Cette nécessité du symptôme conduit le sujet vers l’analyste : « ça suffit comme ça… c’est plus fort que moi », parce que la jouissance en jeu, à ne pas cesser de s’écrire, propulse vers la recherche d’un savoir sur ce qui se déroule dans le corps. Nécessité du symptôme et savoir ont alors partie liée : il y a un savoir insu qui ne cesse pas de s’écrire dans le corps au travers du symptôme.

### Consigne
Dans l'extrait sur le symptôme, que devient la partie qui s'ouvre sur les mots contenant « Cette nécessité du » et se ferme sur « travers du symptôme. » si l'on renomme « symptôme » en « signe » ?

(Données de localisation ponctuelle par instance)
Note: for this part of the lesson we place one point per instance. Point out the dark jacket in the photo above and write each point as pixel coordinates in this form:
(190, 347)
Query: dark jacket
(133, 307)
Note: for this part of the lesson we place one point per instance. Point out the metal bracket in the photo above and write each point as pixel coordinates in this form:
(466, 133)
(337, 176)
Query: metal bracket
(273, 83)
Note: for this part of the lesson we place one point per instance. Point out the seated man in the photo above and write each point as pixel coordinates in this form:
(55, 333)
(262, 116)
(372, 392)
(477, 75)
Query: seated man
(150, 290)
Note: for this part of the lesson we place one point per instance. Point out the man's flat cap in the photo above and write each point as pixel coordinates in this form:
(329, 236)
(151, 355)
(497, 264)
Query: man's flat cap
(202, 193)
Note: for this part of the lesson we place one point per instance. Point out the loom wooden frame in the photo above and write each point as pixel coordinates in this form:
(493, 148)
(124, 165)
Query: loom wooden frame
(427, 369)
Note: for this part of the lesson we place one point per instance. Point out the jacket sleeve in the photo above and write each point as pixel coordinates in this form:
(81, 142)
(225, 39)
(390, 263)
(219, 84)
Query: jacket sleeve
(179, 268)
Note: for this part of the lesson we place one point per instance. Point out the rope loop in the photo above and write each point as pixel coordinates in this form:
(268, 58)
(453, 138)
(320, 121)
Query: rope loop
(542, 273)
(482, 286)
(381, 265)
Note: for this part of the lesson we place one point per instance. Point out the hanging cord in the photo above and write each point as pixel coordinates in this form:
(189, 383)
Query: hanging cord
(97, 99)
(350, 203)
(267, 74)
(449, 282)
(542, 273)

### Réponse attendue
Cette nécessité du signe conduit le sujet vers l’analyste : « ça suffit comme ça… c’est plus fort que moi », parce que la jouissance en jeu, à ne pas cesser de s’écrire, propulse vers la recherche d’un savoir sur ce qui se déroule dans le corps. Nécessité du signe et savoir ont alors partie liée : il y a un savoir insu qui ne cesse pas de s’écrire dans le corps au travers du signe.